When immunotherapy was relegated to the lab in its early days, some soothsayers claimed it would never make it to the clinical setting. Speakers and attendees at the event occasionally referred to immunotherapy’s fitful, slow progress.
“When I went to medical school it was clear that the key to cancer was going to be immunology and that was followed by decades of disappointment. That’s all changed in last decade. This has now clearly become the most exciting area of cancer research,” Dean Robert J. Alpern, MD, Ensign Professor of Medicine, said at the event’s start.
Charles S. Fuchs, MD, MPH, Richard Sackler and Jonathan Sackler Professor of Medicine (Medical Oncology), YCC’s director, and physician-in-chief of Smilow Cancer Hospital, echoed that sentiment. “In some respects, we have all become immuno-oncologists,” he said, adding: “We’ve had phenomenal advances, but we also recognize the challenges ahead.”
Research presentations directly addressed pressing problems still left to solve: sorting valuable input from noise in high-throughput, heterogeneous data sets; patients who develop resistance to immunotherapy; and understanding how T cells migrate, function, and establish residency in the tumor microenvironment.
Speakers from Yale School of Medicine included Richard A. Flavell, PhD, Sterling Professor of Immunobiology; Smita Krishnaswamy, PhD, assistant professor of genetics and of computer science at Yale University; Akiko Iwasaki, PhD, Waldemar Von Zedtwitz Professor of Immunobiology and Molecular, Cellular and Developmental Biology; Kurt Schalper, MD, PhD, assistant professor of pathology; and Harriet M. Kluger, MD, professor of medicine (medical oncology).
“My excitement, personally, is the opportunity to have these speakers heard by our community,” said Nikhil Joshi, PhD, assistant professor of immunobiology, who led the event’s organizing committee. “The speakers are on the same level of any major immuno-oncology conference.”
From the Dana-Farber Cancer Institute and the Broad Institute, W. Nicholas Haining, BCh, discussed a protein, which is known to be involved in the innate immune response, and its role in the upregulation of interferons.
Eliezer M. Van Allen, MD, of Harvard Medical School, Dana-Farber Institute, and the Broad Institute, detailed research that bridges clinical and functional cancer immunogenomics in order to discover better cancer treatments.
More research is needed to understand the genomics of the gut microbiome, according to Jennifer Wargo, MD, of MD Anderson Cancer Center, but her preliminary research pointed to a pattern found among patients with diverse and robust microbiomes: their immunotherapy treatment seemed to perform better than in those with fewer varieties of microbes.
Suzanne L. Topalian, MD, of Johns Hopkins School of Medicine, called immunotherapy the “fourth pillar” of cancer treatment, along with surgery, chemotherapy, and radiotherapy, and presented the latest data on melanoma immunotherapy clinical trials.
In closing remarks, David G. Schatz, PhD, chair of immunobiology and Waldemar Von Zedtwitz Professor of Immunobiology, highlighted the benefits of scientists exchanging ideas from across specialties and stages of research. “Today has taken us from the fundamental mechanisms of the immune response, to exciting work in translational immuno-oncology, to imaging, and computational work, and all the way to the clinic—and back,” Schatz said.
After the day’s “whirlwind tour of immuno-oncology,” Herbst said, “we hope to break down barriers so we can solve this tough problem of cancer.”
Interest within the auditorium, in fact, extended beyond cancer. A first-year doctoral student who attended, Molly Bucklin, investigates chronic inflammatory diseases. “Dr. Haining identified a protein which normally limits inflammation as a target for future cancer immunotherapies,” Bucklin said. “This suggests that tumors have enough innate ligand to sufficiently elicit an inflammatory response if the sensing checkpoint protein is removed.” Bucklin says that action—the ability of a potential therapeutic target to both induce and reduce inflammation—could be applied to her research.

Data extracts:
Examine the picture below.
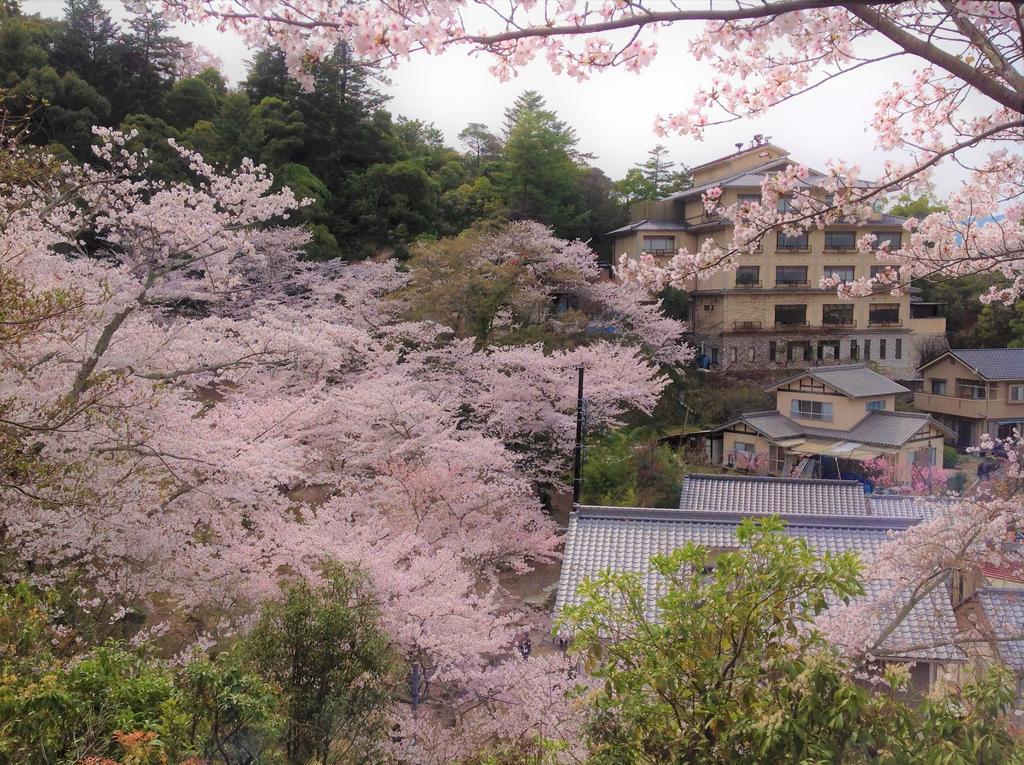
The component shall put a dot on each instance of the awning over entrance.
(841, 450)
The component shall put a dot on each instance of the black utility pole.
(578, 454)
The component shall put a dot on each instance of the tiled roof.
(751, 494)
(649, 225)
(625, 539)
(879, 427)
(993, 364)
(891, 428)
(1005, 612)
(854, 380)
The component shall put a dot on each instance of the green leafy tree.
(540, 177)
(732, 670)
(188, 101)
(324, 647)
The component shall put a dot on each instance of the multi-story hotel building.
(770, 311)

Questions:
• a. Answer these questions from the article on the immuno-oncology event:
(i) What term did Suzanne L. Topalian use for immunotherapy?
(ii) Who led the event's organizing committee?
(iii) What does Molly Bucklin investigate?
• b. List every pressing problem still left to solve that the article on the immuno-oncology event says the research presentations addressed.
• c. Reproduce the part of the article on the immuno-oncology event that opens with the words containing "Speakers from Yale" and closes with "medicine (medical oncology).".
The listing has no connection to the article on the immuno-oncology event.

Expected outputs:
• a.
(i) The "fourth pillar" of cancer treatment, along with surgery, chemotherapy, and radiotherapy.
(ii) Nikhil Joshi, PhD, assistant professor of immunobiology.
(iii) Chronic inflammatory diseases.

• b.
- Sorting valuable input from noise in high-throughput, heterogeneous data sets
- Patients who develop resistance to immunotherapy
- Understanding how T cells migrate, function, and establish residency in the tumor microenvironment

• c.
Speakers from Yale School of Medicine included Richard A. Flavell, PhD, Sterling Professor of Immunobiology; Smita Krishnaswamy, PhD, assistant professor of genetics and of computer science at Yale University; Akiko Iwasaki, PhD, Waldemar Von Zedtwitz Professor of Immunobiology and Molecular, Cellular and Developmental Biology; Kurt Schalper, MD, PhD, assistant professor of pathology; and Harriet M. Kluger, MD, professor of medicine (medical oncology).